[Start of Attachment]

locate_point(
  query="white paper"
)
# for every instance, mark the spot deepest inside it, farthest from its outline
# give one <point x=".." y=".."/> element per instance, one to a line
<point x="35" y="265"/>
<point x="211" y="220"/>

[End of Attachment]

• [TASK DIRECTIONS] Down to the final line, the data above must be copied exactly.

• [WRITTEN RESPONSE]
locate_point(
  query="white paper"
)
# for every instance, mark the spot deepest inside it, farthest from its outline
# give one <point x=".." y=".."/> element per instance, one to a line
<point x="35" y="265"/>
<point x="211" y="220"/>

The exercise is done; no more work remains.